Collection entries:

-----

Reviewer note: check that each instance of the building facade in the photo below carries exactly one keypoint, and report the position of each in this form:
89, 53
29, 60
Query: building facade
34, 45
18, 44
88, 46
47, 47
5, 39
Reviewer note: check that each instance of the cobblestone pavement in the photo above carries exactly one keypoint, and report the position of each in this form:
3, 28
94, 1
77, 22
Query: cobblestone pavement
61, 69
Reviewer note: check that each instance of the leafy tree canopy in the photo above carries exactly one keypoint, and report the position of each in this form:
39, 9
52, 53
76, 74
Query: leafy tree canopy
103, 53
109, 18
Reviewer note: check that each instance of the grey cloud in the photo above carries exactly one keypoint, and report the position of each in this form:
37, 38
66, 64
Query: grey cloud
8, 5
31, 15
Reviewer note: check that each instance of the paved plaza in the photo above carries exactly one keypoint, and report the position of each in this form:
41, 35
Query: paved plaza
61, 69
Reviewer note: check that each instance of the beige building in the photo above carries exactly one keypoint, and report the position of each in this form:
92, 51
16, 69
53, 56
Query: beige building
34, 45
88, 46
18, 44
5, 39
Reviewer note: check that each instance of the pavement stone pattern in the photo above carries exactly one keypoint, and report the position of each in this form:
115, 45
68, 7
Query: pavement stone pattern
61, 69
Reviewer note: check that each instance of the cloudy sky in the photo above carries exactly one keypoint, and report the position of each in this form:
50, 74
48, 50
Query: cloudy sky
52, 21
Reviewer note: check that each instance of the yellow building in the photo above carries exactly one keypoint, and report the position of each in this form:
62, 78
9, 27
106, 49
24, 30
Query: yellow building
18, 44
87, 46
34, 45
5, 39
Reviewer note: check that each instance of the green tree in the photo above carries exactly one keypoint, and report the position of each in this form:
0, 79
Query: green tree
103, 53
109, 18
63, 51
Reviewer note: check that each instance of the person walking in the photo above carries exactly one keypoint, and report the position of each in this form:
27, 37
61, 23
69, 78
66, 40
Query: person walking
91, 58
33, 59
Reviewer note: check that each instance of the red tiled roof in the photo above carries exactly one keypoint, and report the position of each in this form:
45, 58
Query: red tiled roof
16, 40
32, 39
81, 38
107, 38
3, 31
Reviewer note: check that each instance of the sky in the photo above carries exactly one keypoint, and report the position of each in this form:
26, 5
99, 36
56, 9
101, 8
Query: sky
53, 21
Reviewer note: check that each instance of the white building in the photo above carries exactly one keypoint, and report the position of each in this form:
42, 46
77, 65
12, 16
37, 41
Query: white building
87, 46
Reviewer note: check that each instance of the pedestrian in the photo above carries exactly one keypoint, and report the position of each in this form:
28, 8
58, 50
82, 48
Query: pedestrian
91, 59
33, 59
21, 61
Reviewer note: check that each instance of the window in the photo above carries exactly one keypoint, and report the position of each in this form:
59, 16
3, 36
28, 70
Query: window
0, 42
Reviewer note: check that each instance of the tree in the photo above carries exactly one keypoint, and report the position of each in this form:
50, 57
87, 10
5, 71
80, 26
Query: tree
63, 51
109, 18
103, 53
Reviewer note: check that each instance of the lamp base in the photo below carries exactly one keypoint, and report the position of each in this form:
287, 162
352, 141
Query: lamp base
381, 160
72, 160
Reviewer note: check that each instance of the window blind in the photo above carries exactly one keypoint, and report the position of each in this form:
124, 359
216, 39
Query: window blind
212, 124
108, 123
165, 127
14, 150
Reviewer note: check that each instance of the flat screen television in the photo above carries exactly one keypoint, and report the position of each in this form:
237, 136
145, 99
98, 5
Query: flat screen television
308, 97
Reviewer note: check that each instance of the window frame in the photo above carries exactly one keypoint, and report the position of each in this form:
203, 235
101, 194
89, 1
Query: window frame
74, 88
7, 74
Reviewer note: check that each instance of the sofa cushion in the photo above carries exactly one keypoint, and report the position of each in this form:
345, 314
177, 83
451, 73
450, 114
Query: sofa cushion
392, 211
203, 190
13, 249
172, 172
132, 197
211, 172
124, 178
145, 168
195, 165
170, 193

-----

TASK DIRECTIONS: Please return a copy of each line in the entries that has the string "below".

EXERCISE RESPONSE:
Reviewer note: check that each instance of the building facade in the photo below carries exactly one keypoint, and report the position of each in this form:
Reviewer note: check that each instance of the lamp base in the photo below carries exactly one keypoint, and report the position of each in this form:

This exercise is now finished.